### Data provided
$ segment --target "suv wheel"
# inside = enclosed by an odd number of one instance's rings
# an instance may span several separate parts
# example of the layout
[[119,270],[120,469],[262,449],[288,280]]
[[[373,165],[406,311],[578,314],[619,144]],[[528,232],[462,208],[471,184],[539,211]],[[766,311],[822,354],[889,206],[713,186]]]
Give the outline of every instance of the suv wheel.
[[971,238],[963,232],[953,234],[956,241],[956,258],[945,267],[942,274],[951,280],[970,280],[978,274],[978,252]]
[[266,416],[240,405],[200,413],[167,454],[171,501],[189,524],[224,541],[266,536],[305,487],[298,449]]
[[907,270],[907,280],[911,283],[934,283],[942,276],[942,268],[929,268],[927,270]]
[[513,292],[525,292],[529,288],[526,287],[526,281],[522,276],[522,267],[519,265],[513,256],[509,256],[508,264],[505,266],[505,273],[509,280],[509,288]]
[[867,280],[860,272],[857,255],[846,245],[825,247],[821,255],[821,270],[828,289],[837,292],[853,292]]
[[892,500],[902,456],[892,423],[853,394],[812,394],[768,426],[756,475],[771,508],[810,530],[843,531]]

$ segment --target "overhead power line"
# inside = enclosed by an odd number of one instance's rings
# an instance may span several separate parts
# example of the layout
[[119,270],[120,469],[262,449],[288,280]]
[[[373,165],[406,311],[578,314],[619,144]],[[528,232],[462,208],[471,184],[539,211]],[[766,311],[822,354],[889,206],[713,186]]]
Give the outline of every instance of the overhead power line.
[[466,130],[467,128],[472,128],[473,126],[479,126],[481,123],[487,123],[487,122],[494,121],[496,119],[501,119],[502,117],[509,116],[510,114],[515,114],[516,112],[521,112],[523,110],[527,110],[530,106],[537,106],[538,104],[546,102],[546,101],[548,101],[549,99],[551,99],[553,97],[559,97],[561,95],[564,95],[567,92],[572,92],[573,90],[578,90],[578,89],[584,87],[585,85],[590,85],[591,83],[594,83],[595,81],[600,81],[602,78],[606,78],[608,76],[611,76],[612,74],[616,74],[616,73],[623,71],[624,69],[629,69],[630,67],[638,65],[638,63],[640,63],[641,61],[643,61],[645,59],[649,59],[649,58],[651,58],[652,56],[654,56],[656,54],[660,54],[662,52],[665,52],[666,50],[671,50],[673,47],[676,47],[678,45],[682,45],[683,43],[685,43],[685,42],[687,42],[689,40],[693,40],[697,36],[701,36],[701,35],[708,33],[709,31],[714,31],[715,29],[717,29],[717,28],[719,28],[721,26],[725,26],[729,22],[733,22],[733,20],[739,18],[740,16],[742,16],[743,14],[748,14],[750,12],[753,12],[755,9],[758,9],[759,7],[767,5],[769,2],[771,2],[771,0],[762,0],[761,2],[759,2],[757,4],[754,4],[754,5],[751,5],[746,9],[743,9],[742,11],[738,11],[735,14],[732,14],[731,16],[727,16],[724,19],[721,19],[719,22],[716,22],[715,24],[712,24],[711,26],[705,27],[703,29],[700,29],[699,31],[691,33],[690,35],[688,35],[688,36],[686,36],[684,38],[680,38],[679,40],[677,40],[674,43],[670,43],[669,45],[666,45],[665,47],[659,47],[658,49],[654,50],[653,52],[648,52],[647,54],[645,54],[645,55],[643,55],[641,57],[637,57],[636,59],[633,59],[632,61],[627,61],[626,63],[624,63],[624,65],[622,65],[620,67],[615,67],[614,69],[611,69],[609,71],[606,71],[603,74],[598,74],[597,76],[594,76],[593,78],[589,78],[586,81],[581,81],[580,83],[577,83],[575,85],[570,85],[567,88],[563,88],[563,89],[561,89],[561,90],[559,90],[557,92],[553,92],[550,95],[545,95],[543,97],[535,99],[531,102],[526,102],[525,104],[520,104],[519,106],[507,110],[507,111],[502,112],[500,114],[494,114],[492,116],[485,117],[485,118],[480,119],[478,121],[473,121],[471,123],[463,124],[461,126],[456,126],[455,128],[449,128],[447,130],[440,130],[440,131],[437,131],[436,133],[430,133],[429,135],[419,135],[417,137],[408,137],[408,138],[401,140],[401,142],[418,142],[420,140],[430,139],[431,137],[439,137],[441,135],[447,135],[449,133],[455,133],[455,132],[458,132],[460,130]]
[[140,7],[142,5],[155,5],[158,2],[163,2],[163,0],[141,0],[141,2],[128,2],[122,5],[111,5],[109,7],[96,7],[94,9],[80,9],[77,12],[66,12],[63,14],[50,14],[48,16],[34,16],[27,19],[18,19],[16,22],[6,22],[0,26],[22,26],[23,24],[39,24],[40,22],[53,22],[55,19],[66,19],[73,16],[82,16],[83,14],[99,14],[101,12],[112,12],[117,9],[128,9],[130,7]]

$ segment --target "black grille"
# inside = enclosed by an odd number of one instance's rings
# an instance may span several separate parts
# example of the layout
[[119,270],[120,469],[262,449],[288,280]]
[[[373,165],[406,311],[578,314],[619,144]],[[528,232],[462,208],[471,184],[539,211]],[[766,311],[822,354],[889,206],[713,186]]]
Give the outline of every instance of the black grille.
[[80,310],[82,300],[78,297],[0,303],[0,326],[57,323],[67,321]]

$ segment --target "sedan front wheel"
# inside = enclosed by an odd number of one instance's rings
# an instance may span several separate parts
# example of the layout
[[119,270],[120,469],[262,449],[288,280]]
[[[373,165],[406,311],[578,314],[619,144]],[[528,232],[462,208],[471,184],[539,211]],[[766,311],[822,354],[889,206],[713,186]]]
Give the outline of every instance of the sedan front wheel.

### Brief
Using the entries above, please restate each one word for word.

### Written answer
$ segment --target "suv wheel"
# inside = enclosed by an odd number of one instance's rings
# an instance may span several separate parts
# example of the layout
[[119,270],[120,469],[262,449],[288,280]]
[[[373,165],[406,311],[578,314],[619,144]],[[528,232],[462,208],[471,184],[539,211]],[[766,311],[822,354],[889,206],[713,186]]]
Give the outline of every instance of the suv wheel.
[[971,238],[963,232],[953,234],[956,241],[956,258],[945,267],[942,274],[951,280],[970,280],[978,274],[978,252]]
[[266,416],[240,405],[200,413],[167,454],[171,501],[189,524],[224,541],[266,536],[305,487],[298,449]]
[[907,270],[907,280],[911,283],[934,283],[942,276],[942,268],[929,268],[927,270]]
[[513,292],[525,292],[529,288],[526,287],[526,281],[522,276],[522,267],[519,265],[513,256],[509,256],[508,264],[505,266],[505,273],[509,280],[509,288]]
[[867,280],[860,272],[857,255],[846,245],[825,247],[821,255],[821,270],[828,289],[837,292],[853,292]]
[[892,500],[902,456],[892,423],[853,394],[812,394],[768,426],[756,475],[771,508],[810,530],[843,531]]

$ segment --target "overhead power line"
# inside = enclosed by an odd number of one instance's rings
# an instance may span several separate parts
# example of the layout
[[119,270],[120,469],[262,449],[288,280]]
[[[373,165],[406,311],[578,314],[619,144]],[[528,232],[462,208],[471,184],[539,211]],[[766,311],[822,354],[889,206],[713,186]]]
Give the outline of every instance of the overhead power line.
[[466,130],[467,128],[472,128],[473,126],[479,126],[481,123],[487,123],[487,122],[494,121],[496,119],[501,119],[502,117],[509,116],[510,114],[515,114],[516,112],[521,112],[523,110],[527,110],[530,106],[537,106],[538,104],[546,102],[546,101],[548,101],[549,99],[551,99],[553,97],[559,97],[561,95],[564,95],[567,92],[572,92],[573,90],[578,90],[578,89],[584,87],[585,85],[590,85],[591,83],[594,83],[595,81],[600,81],[602,78],[606,78],[608,76],[611,76],[612,74],[616,74],[616,73],[623,71],[624,69],[629,69],[630,67],[638,65],[638,63],[640,63],[641,61],[643,61],[645,59],[649,59],[649,58],[651,58],[652,56],[654,56],[656,54],[660,54],[662,52],[665,52],[666,50],[671,50],[673,47],[676,47],[678,45],[682,45],[683,43],[685,43],[685,42],[687,42],[689,40],[693,40],[697,36],[701,36],[701,35],[708,33],[709,31],[714,31],[715,29],[717,29],[717,28],[719,28],[721,26],[725,26],[729,22],[733,22],[733,20],[739,18],[740,16],[742,16],[743,14],[748,14],[750,12],[753,12],[755,9],[758,9],[759,7],[767,5],[769,2],[771,2],[771,0],[762,0],[761,2],[759,2],[757,4],[754,4],[754,5],[751,5],[746,9],[743,9],[742,11],[738,11],[735,14],[732,14],[731,16],[727,16],[724,19],[721,19],[719,22],[716,22],[715,24],[712,24],[711,26],[705,27],[703,29],[700,29],[699,31],[691,33],[690,35],[688,35],[688,36],[686,36],[684,38],[680,38],[679,40],[677,40],[674,43],[670,43],[669,45],[666,45],[665,47],[659,47],[658,49],[654,50],[653,52],[648,52],[647,54],[645,54],[645,55],[643,55],[641,57],[637,57],[636,59],[633,59],[632,61],[627,61],[626,63],[624,63],[624,65],[622,65],[620,67],[615,67],[614,69],[611,69],[609,71],[606,71],[603,74],[598,74],[597,76],[594,76],[593,78],[589,78],[586,81],[581,81],[580,83],[577,83],[575,85],[570,85],[567,88],[563,88],[563,89],[561,89],[561,90],[559,90],[557,92],[553,92],[550,95],[545,95],[543,97],[535,99],[531,102],[526,102],[525,104],[520,104],[519,106],[507,110],[507,111],[502,112],[500,114],[494,114],[492,116],[485,117],[485,118],[480,119],[478,121],[473,121],[471,123],[463,124],[461,126],[456,126],[455,128],[449,128],[447,130],[440,130],[440,131],[437,131],[436,133],[430,133],[429,135],[419,135],[417,137],[408,137],[408,138],[401,140],[401,142],[418,142],[420,140],[430,139],[431,137],[439,137],[441,135],[447,135],[449,133],[455,133],[455,132],[458,132],[460,130]]
[[140,7],[142,5],[155,5],[158,2],[163,2],[163,0],[141,0],[141,2],[128,2],[122,5],[111,5],[109,7],[96,7],[94,9],[80,9],[77,12],[66,12],[63,14],[50,14],[48,16],[34,16],[27,19],[18,19],[16,22],[6,22],[0,26],[22,26],[23,24],[39,24],[40,22],[53,22],[55,19],[66,19],[73,16],[82,16],[83,14],[99,14],[101,12],[112,12],[117,9],[128,9],[130,7]]

$ segment --target "black grille"
# inside = enclosed by an odd number of one instance's rings
# an instance may span several separate parts
# example of the layout
[[119,270],[120,469],[262,449],[288,280]]
[[[373,165],[406,311],[578,314],[619,144]],[[528,232],[462,208],[471,184],[539,211]],[[766,311],[822,354],[889,206],[713,186]]]
Give the outline of every instance of the black grille.
[[80,310],[82,300],[78,297],[0,303],[0,326],[57,323],[67,321]]

$ segment --target "sedan front wheel"
# inside = enclosed by an odd number of one instance's rings
# an instance may span several separate parts
# example of the layout
[[119,270],[120,469],[262,449],[288,280]]
[[[373,165],[406,311],[578,314],[619,144]],[[528,232],[462,208],[471,184],[539,211]],[[766,311],[822,354],[889,206],[713,186]]]
Give the outline of every instance of the sedan front wheel.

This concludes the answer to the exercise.